══ Text excerpt ══
This dissertation is an endeavor in the field of energy modeling for the North

American natural gas market using a mixed complementarity formulation combined with the stochastic programming.

The genesis of the stochastic equilibrium model presented in this dissertation is the deterministic market equilibrium model developed in [Gabriel, Kiet and Zhuang, 2005]. Based on some improvements that we made to this model including proving new existence and uniqueness results, we present a multistage stochastic equilibrium model with uncertain demand for the deregulated North American natural gas market using the recourse method of the stochastic programming. The market participants considered by the model are pipeline operators, producers, storage operators, peak gas operators, marketers and consumers. Pipeline operators are described with regulated tariffs but also involve "congestion pricing" as a mechanism to allocate scarce pipeline capacity. Marketers are modeled as Nash-Cournot players in sales to the residential and commercial sectors but price-takers in all other aspects. Consumers are represented by demand functions in the marketers' problem. Producers, storage operators and peak gas operators are price-takers consistent with perfect competition. Also, two types of the natural gas markets are included: the long-term and spot markets.
═══
══ Data excerpts ══
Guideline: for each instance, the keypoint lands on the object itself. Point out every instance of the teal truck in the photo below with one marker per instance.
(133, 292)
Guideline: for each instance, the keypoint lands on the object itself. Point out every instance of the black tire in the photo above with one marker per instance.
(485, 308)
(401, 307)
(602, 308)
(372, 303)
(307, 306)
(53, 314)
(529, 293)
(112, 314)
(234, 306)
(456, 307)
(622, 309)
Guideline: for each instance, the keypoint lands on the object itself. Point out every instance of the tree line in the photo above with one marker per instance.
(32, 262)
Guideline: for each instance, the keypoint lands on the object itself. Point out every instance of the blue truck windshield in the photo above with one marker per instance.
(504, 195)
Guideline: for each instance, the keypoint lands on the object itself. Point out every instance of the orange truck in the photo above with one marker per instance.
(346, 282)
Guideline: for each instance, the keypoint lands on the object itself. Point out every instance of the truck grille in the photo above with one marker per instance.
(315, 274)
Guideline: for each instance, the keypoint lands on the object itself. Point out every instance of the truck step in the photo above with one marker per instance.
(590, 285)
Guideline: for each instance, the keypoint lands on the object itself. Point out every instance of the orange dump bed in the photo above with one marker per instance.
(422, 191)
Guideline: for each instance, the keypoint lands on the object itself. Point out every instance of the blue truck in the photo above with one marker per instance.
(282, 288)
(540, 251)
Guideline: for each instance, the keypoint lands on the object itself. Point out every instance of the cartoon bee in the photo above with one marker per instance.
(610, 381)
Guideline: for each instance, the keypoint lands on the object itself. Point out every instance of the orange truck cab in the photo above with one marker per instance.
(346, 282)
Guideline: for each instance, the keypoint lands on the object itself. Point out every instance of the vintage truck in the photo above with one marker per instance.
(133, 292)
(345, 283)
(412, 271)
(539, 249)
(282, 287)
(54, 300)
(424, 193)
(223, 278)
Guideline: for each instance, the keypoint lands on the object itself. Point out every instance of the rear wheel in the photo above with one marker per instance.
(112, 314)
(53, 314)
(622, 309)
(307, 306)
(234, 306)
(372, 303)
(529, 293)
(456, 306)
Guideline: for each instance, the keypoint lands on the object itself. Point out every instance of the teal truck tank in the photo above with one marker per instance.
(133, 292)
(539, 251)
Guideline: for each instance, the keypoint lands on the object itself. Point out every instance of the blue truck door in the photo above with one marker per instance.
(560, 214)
═══
What to do —
• A. Decide whether each statement agrees with the natural gas dissertation summary above. For each, answer yes or no and quote the words of the summary that decide it.
(i) Marketers act as Nash-Cournot players when selling to the industrial sector.
(ii) Producers are treated as price-takers.
(iii) The model covers both long-term and spot markets.
• B. Write a continuation of the natural gas dissertation summary above, starting after its last sentence.

Responses by task —
• A.
(i) No: "Marketers are modeled as Nash-Cournot players in sales to the residential and commercial sectors but price-takers in all other aspects."
(ii) Yes: "Producers, storage operators and peak gas operators are price-takers consistent with perfect competition."
(iii) Yes: "two types of the natural gas markets are included: the long-term and spot markets."

• B.
Market participants make both high-level planning decisions (first-stage decisions) in the long-term market and daily operational decisions (recourse decisions) in the spot market subject to their engineering, resource and political constraints as well as market constraints on both the demand and the supply side, so as to simultaneously maximize their expected profits given others' decisions. The model is shown to be an instance of a mixed complementarity problem (MiCP) under minor conditions. The MiCP formulation is derived from applying the Karush-Kuhn-Tucker optimality conditions of the optimization problems faced by the market participants. Some theoretical results regarding the market prices in both markets are shown.

We also illustrate the model on a representative, sample network of two production nodes, two consumption nodes with discretely distributed end-user demand and three seasons using four cases.